> **Passage shown**

# How to answer: What is your expected salary?



## sandieb (May 21, 2015)

In many online applications they ask: what is your expected salary?

What is the best way to answer this question?

Could the answer to this question affect their view of the applicant?

The same question is asked at interviews. Should we answer it the same way as in the application?


----------



## syd10 (Apr 11, 2015)

At the time of applying for a new job job or during job interviews, employers usually ask: "what is you expected salary?"

It is best to delay answering this question, because if you ask for more than their budget, they may decide to eliminate you right away. And if you ask for less than their budget, you may miss out on a higher salary.

Have a look at FAQ- What is your expected salary?

It is best to let the hiring manager decide to hire you first, then you can discuss & negotiate the salary package.


----------



## sandieb (May 21, 2015)

Thanks Syd10.

So according to the link, if I ask for too little that can also jeopordise my chances, just like if I ask for too much salary?


----------



## syd10 (Apr 11, 2015)

sandieb said:


> Thanks Syd10.
> 
> So according to the link, if I ask for too little that can also jeopordise my chances, just like if I ask for too much salary?


Yes. Let the employer decide to hire you first, then you can start talking about salary....


----------



## syd10 (Apr 11, 2015)

syd10 said:


> Yes. Let the employer decide to hire you first, then you can start talking about salary....


Also, some employers don't specify that their offer actually includes 9.5% supperannuation contribution + base salary. So it's best to get them to clarify this after they make the offer (not before).


----------

> **To do**
Reproduce the salary thread, everything from "At the time" down to "the salary package.", putting "salary range" in place of "budget" each time it occurs.

> **Entries**

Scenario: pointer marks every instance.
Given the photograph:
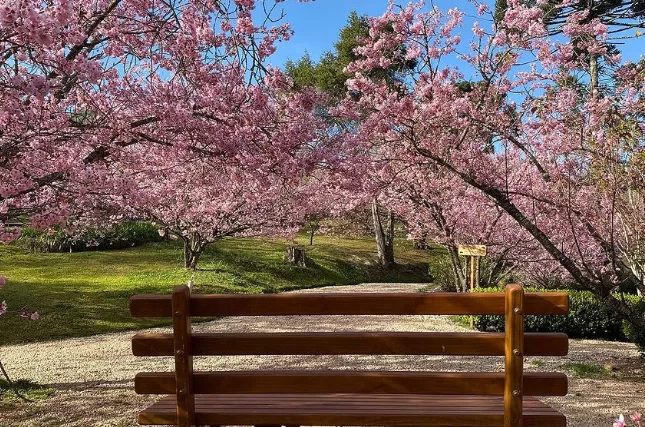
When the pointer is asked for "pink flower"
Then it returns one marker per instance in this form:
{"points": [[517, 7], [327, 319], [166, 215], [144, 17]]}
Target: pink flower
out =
{"points": [[620, 421]]}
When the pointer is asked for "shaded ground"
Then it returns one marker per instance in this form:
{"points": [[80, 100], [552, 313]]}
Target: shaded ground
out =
{"points": [[93, 376]]}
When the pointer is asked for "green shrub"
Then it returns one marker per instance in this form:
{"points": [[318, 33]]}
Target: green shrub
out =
{"points": [[588, 318], [125, 235], [441, 274], [632, 333]]}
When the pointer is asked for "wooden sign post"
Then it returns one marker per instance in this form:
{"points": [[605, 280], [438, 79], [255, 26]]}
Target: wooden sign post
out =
{"points": [[474, 253]]}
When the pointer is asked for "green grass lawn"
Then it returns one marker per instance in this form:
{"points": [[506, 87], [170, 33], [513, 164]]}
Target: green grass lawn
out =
{"points": [[86, 293]]}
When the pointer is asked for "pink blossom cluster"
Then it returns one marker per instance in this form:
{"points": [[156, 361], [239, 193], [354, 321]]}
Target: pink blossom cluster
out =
{"points": [[164, 111], [513, 158]]}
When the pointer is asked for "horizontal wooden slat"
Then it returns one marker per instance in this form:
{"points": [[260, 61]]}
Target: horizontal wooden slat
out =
{"points": [[348, 409], [319, 343], [348, 304], [379, 382]]}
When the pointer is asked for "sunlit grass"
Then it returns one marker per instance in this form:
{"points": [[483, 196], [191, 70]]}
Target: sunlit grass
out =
{"points": [[81, 294]]}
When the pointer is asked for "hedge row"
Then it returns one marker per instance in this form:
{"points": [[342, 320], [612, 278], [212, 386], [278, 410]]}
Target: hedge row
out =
{"points": [[588, 318]]}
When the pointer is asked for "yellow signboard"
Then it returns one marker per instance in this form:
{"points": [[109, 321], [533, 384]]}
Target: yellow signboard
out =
{"points": [[472, 250]]}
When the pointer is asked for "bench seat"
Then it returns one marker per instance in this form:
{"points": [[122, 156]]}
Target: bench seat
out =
{"points": [[352, 409]]}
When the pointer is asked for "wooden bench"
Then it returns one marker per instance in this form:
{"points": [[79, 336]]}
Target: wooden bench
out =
{"points": [[359, 398]]}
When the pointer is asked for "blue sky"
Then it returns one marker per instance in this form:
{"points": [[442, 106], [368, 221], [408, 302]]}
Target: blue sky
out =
{"points": [[317, 23]]}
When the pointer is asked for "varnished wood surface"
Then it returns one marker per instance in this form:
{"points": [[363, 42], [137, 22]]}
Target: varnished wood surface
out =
{"points": [[378, 382], [352, 409], [514, 356], [348, 304], [321, 343]]}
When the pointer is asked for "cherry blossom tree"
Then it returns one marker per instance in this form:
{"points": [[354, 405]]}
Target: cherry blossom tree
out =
{"points": [[553, 156]]}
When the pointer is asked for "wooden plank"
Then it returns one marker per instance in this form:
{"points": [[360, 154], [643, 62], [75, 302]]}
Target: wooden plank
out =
{"points": [[514, 356], [347, 409], [349, 304], [183, 357], [368, 382], [320, 343]]}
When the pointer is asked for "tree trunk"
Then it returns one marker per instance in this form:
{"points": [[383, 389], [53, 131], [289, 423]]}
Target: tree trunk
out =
{"points": [[461, 283], [384, 237], [296, 256], [593, 72], [194, 247]]}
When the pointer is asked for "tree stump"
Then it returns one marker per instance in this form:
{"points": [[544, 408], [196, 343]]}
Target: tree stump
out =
{"points": [[296, 256]]}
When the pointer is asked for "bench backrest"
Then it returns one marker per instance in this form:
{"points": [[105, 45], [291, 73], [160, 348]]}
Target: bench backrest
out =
{"points": [[513, 344]]}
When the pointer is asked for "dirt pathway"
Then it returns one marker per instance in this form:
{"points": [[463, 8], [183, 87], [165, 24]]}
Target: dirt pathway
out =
{"points": [[93, 376]]}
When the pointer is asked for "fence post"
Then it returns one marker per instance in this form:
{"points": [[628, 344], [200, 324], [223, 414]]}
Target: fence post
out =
{"points": [[513, 356]]}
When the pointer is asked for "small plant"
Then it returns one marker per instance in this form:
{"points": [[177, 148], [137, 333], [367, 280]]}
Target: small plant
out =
{"points": [[636, 417]]}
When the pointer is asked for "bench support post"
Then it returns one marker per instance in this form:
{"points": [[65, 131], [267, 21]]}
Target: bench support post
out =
{"points": [[513, 356], [183, 356]]}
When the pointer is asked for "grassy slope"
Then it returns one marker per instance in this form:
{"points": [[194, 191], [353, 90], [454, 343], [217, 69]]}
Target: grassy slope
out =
{"points": [[86, 293]]}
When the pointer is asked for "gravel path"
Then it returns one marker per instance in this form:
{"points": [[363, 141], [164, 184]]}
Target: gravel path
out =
{"points": [[93, 376]]}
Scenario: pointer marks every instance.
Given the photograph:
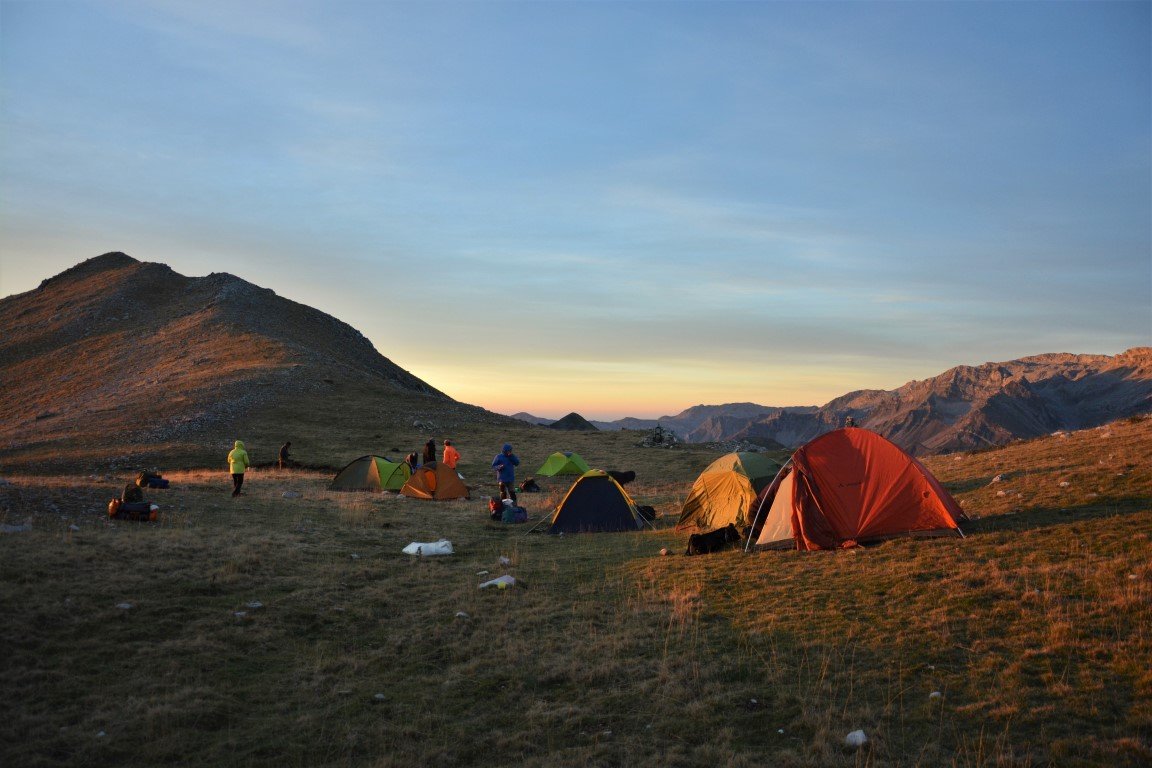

> **Solution to the exercise**
At the time of applying for a new job job or during job interviews, employers usually ask: "what is you expected salary?"

It is best to delay answering this question, because if you ask for more than their salary range, they may decide to eliminate you right away. And if you ask for less than their salary range, you may miss out on a higher salary.

Have a look at FAQ- What is your expected salary?

It is best to let the hiring manager decide to hire you first, then you can discuss & negotiate the salary package.